Requirement: Copy every line of the entries that includes the word "bird".

***** Supplied material

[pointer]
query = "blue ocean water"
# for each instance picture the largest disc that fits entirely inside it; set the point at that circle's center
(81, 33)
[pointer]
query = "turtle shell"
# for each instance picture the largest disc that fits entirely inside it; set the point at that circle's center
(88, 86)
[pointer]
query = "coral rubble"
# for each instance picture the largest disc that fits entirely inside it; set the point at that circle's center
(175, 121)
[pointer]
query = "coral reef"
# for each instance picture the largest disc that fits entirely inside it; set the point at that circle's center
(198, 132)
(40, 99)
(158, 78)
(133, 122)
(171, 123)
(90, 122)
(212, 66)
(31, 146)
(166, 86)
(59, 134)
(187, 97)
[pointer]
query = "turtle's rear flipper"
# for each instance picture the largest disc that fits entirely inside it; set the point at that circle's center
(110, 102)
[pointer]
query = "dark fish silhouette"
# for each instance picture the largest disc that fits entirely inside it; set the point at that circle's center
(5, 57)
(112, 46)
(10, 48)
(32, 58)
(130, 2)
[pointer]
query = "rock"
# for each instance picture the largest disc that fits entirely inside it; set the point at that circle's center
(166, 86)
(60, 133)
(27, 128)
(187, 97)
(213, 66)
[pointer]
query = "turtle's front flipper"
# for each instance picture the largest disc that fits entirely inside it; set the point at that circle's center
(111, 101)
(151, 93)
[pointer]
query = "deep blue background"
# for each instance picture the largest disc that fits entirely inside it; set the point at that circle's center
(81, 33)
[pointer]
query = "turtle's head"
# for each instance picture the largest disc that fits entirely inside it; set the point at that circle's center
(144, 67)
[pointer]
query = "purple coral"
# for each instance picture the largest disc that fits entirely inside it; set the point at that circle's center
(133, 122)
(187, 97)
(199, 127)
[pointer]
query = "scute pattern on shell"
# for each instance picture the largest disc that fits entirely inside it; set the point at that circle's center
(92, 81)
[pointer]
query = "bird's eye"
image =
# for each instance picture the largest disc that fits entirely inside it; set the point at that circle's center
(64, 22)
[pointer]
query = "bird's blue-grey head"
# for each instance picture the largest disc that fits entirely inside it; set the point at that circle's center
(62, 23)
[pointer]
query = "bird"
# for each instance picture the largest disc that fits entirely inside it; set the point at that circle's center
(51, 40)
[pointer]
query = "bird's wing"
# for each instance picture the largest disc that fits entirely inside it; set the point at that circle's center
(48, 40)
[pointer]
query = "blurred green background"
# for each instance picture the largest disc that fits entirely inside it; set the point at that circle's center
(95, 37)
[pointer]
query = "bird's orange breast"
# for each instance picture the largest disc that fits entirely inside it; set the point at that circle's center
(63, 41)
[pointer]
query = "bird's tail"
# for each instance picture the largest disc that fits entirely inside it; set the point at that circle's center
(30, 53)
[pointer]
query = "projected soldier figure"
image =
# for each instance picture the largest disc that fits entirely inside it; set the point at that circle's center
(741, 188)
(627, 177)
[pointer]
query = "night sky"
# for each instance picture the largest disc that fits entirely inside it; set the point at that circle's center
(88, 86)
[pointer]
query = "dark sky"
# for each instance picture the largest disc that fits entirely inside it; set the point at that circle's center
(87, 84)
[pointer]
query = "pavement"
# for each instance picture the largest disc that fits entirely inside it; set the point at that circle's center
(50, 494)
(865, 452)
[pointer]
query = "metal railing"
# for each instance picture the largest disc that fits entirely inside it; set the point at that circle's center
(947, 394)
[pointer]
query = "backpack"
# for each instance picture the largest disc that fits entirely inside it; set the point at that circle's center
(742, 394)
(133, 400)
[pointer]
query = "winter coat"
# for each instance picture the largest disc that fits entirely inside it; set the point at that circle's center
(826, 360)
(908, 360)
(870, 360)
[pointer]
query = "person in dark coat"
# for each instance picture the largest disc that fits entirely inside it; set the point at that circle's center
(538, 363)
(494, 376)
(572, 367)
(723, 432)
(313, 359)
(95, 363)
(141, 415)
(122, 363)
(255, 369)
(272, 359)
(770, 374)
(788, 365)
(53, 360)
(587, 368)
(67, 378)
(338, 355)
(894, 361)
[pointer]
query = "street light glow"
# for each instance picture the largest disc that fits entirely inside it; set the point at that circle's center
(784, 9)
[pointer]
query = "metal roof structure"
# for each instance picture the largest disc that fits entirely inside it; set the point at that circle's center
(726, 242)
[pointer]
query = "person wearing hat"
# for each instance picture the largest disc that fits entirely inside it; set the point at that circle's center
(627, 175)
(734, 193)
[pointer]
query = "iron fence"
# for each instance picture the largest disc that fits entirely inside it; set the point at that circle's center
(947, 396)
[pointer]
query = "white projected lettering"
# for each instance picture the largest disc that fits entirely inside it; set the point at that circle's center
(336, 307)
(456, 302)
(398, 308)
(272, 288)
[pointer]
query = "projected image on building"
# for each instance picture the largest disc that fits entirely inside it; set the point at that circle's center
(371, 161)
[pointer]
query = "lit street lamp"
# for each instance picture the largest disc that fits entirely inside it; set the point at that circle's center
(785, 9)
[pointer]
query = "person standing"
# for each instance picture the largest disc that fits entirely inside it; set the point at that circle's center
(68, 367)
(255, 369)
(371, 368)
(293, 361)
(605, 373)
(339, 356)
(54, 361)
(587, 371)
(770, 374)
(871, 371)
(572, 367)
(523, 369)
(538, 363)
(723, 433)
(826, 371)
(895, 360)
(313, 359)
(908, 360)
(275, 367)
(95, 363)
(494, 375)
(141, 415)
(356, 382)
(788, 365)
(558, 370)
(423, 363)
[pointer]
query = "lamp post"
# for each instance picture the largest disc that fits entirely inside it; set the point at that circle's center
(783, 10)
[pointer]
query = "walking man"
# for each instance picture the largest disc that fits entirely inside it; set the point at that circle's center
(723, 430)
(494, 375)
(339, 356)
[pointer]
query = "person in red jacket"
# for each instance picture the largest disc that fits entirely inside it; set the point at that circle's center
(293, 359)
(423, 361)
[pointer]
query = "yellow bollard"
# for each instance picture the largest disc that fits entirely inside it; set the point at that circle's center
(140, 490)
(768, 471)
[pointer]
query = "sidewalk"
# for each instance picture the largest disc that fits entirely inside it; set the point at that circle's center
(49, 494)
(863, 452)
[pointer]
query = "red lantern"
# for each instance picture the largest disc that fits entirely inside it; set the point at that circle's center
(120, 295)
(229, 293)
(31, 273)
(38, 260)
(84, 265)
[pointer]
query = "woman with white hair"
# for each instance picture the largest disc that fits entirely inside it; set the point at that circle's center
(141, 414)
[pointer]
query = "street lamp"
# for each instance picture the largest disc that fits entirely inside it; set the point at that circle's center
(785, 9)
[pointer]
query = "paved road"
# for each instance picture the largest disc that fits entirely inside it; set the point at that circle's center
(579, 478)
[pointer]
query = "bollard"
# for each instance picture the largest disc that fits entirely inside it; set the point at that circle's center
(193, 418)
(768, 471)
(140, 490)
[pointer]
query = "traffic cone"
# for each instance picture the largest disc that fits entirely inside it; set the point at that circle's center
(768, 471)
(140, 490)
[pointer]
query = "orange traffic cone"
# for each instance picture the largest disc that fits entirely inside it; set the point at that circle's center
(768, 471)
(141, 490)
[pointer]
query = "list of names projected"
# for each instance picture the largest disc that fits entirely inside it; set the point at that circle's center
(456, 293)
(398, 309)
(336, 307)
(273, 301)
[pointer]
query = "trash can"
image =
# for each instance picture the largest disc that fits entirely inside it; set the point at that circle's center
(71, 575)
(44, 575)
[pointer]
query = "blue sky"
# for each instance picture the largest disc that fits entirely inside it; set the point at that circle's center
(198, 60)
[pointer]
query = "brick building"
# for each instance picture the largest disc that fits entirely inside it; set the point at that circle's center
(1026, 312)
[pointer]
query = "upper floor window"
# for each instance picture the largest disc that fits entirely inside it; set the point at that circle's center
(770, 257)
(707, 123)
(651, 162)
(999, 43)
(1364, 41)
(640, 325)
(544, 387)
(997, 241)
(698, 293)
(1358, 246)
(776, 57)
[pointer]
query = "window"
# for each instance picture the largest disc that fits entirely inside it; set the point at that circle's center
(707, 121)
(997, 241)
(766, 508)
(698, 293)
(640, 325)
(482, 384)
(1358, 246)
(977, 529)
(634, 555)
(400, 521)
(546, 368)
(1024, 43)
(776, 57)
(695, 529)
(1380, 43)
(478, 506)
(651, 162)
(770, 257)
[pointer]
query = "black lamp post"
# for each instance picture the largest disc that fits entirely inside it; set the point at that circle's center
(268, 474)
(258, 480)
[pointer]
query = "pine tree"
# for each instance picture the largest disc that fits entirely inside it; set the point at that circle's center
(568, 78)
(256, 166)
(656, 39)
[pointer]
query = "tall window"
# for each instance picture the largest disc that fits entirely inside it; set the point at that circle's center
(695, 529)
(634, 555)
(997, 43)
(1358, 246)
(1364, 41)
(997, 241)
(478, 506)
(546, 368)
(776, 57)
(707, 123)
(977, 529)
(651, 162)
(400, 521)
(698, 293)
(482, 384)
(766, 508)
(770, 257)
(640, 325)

**********

Result of this task:
query = "bird's eye"
query = "bird's blue-grey head"
query = "bird"
query = "bird's wing"
query = "bird's orange breast"
query = "bird's tail"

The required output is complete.